:: YOUR INSTRUCTIONS ::
Extract every line in the rows below that contains the string "mountain", matching case exactly.

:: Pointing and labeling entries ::
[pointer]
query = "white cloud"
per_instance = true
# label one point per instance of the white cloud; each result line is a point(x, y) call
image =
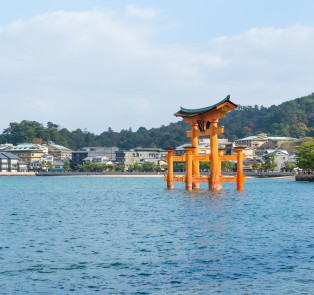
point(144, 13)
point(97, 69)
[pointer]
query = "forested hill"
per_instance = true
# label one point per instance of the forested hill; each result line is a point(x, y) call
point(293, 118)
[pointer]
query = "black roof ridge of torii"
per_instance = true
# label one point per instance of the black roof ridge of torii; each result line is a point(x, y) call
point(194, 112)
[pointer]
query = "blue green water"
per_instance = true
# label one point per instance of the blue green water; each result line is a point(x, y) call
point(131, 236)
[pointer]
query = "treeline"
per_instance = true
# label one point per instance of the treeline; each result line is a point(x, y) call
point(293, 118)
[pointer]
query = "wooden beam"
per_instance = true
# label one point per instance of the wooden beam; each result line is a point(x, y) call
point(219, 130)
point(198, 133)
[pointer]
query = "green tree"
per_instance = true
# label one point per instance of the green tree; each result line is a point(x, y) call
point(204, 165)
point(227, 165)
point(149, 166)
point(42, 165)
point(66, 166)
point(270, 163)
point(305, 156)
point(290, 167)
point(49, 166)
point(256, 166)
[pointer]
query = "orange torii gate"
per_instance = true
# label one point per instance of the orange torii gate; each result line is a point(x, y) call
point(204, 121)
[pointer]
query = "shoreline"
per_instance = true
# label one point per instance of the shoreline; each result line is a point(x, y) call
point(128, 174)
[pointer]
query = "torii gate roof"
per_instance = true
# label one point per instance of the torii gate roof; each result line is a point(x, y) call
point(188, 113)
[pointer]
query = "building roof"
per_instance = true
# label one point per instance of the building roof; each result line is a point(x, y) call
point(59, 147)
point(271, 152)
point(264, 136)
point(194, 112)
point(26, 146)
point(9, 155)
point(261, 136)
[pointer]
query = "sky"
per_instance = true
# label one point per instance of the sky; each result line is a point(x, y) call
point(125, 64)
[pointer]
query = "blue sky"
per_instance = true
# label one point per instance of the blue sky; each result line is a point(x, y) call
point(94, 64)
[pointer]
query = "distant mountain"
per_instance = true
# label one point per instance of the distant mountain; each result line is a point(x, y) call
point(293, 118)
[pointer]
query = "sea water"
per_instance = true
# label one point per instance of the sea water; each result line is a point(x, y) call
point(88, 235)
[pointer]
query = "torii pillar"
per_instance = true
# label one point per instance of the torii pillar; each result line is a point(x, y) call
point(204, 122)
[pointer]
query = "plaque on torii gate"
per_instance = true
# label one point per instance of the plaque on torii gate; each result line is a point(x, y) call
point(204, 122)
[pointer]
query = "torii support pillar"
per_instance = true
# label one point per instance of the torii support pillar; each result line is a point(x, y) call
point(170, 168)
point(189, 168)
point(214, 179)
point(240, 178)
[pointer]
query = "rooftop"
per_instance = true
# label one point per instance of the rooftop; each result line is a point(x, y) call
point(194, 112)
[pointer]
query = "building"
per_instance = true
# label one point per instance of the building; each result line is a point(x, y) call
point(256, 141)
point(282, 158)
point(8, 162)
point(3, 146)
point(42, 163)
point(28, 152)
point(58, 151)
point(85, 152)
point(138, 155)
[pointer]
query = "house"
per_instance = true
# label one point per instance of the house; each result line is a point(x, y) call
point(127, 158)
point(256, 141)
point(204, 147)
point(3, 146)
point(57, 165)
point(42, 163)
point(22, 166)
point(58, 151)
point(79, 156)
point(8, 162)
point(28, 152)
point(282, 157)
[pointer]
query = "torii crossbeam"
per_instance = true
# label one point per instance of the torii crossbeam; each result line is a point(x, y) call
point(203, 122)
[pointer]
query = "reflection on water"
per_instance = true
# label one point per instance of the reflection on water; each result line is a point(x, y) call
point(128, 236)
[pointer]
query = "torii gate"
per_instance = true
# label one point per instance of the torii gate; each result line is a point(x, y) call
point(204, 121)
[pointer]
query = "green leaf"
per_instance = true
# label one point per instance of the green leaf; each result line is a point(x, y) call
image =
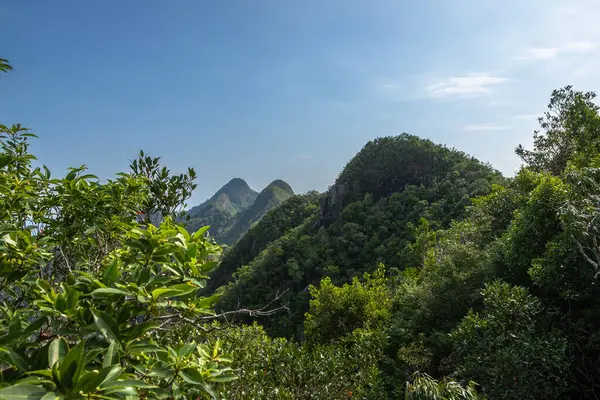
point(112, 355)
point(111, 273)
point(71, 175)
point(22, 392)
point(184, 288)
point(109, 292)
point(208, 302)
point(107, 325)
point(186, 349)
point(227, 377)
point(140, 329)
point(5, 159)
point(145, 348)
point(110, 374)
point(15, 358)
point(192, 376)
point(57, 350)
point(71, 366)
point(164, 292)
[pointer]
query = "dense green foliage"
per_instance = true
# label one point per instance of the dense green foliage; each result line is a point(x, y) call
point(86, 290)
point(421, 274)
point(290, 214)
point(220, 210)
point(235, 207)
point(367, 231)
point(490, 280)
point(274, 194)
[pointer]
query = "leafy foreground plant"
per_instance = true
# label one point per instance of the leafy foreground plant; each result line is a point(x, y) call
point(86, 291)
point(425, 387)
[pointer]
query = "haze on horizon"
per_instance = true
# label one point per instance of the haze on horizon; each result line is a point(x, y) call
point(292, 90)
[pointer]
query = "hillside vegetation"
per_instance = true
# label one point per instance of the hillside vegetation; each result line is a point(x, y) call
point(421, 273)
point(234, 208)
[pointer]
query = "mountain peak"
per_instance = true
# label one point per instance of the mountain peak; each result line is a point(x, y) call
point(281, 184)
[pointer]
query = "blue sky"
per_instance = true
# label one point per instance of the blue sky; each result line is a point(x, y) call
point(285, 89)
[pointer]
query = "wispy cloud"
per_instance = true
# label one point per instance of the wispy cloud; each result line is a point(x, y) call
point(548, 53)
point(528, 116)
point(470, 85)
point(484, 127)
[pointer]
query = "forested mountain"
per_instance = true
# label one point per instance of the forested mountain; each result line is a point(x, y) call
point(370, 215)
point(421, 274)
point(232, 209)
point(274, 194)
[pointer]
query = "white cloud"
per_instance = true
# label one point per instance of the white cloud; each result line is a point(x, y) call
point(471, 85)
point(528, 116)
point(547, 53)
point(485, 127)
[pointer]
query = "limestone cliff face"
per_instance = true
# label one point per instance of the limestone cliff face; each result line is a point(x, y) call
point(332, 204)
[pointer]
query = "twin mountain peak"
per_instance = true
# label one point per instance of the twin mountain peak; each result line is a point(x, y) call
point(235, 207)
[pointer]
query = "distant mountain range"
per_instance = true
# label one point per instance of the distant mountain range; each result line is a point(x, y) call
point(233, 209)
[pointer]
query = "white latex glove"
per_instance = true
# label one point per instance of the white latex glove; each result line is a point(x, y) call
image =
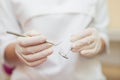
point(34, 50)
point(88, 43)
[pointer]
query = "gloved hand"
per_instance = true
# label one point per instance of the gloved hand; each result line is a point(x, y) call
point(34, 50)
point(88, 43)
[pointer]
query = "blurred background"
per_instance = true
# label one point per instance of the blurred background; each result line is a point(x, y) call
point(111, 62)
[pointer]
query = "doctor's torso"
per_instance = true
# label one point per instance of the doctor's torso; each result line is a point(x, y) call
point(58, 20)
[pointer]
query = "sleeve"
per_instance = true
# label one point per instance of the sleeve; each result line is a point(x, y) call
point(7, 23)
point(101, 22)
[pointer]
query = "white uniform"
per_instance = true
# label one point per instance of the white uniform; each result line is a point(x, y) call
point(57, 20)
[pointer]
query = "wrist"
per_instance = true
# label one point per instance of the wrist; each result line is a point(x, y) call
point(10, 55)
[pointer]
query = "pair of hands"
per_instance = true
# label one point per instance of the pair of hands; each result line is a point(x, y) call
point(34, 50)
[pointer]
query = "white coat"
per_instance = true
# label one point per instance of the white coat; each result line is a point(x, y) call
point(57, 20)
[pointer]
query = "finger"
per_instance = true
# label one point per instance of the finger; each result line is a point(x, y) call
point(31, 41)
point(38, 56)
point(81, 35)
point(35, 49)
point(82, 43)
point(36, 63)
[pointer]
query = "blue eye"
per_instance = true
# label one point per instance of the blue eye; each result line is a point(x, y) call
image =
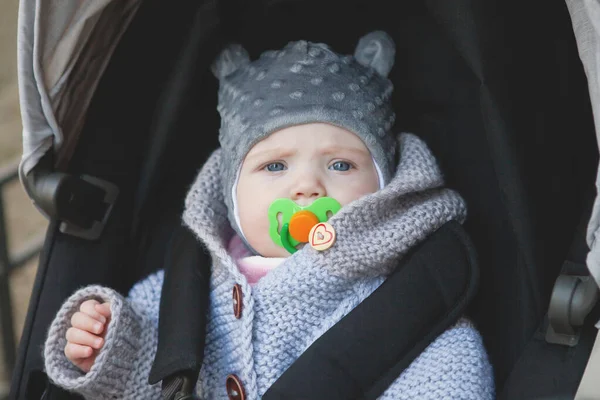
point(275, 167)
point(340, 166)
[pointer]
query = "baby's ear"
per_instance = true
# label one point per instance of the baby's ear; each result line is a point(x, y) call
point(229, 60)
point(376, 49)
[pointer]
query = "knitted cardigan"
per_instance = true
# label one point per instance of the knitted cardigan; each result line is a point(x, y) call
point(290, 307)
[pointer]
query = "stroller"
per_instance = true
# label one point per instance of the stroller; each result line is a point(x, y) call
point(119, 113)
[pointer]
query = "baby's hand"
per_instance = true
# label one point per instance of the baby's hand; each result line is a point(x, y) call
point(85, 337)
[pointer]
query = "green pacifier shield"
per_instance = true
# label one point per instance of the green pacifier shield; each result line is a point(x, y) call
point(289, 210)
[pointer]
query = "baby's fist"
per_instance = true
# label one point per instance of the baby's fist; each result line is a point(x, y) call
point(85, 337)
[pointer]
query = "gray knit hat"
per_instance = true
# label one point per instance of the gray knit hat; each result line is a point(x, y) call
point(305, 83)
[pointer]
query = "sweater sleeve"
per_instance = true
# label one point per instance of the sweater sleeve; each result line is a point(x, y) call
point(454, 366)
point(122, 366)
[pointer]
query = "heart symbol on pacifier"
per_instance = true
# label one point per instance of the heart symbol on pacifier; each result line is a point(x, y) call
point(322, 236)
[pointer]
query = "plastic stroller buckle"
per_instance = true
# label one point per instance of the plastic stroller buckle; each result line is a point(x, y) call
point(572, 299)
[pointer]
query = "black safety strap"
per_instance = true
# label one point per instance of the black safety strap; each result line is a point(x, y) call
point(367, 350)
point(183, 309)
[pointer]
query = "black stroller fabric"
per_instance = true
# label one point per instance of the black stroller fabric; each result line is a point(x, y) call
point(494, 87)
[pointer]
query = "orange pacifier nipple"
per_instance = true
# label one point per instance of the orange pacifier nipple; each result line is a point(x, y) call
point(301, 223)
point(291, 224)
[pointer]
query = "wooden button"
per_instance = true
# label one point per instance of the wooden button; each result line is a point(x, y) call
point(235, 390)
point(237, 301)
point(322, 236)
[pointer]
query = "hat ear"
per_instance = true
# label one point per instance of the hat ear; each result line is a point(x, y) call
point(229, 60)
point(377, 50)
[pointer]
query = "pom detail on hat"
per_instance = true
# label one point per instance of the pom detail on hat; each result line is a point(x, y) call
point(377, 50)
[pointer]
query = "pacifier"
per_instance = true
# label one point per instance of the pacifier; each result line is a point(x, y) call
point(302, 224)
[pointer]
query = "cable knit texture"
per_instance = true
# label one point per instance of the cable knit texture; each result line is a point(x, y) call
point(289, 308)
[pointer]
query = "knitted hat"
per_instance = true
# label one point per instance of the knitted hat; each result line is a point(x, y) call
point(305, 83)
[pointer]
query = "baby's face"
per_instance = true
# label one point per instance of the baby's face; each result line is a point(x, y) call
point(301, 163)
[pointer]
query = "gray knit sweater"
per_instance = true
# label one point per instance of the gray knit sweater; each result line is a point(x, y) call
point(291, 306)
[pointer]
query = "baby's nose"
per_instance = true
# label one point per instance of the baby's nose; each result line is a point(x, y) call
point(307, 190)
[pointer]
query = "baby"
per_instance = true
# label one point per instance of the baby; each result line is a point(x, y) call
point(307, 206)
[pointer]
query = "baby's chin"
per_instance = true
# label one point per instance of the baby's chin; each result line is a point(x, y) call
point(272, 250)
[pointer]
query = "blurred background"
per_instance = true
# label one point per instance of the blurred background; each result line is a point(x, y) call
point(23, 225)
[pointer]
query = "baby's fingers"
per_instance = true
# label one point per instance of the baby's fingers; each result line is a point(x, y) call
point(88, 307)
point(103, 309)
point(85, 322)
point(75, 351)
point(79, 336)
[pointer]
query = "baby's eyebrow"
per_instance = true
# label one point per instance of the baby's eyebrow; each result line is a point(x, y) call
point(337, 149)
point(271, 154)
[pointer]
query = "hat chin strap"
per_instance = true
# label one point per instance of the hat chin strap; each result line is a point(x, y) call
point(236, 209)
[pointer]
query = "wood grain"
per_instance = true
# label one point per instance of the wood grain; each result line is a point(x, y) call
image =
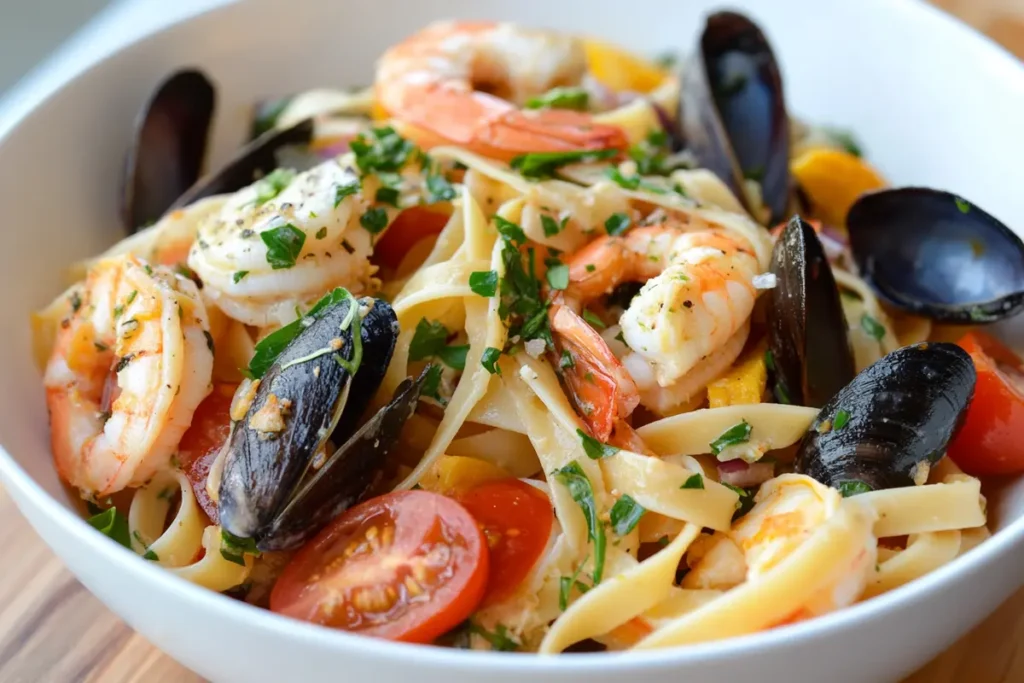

:: COMPLETED TASK ::
query = "distant mountain"
# label one point per instance of the distant mountain; each result line is a point(x, y) call
query = "mountain peak"
# label one point per instance of the mountain peak; each result line is a point(x, y) call
query = "forested mountain"
# label one point per instance of the forested mountain; each result line is a point(x, y) call
query = "twin mountain peak"
# label one point per instance of the twin mountain peak; each result line is a point(x, y) call
query = "distant mountain range"
# label one point per instance of the distant mountain range; each result line is a point(x, y) call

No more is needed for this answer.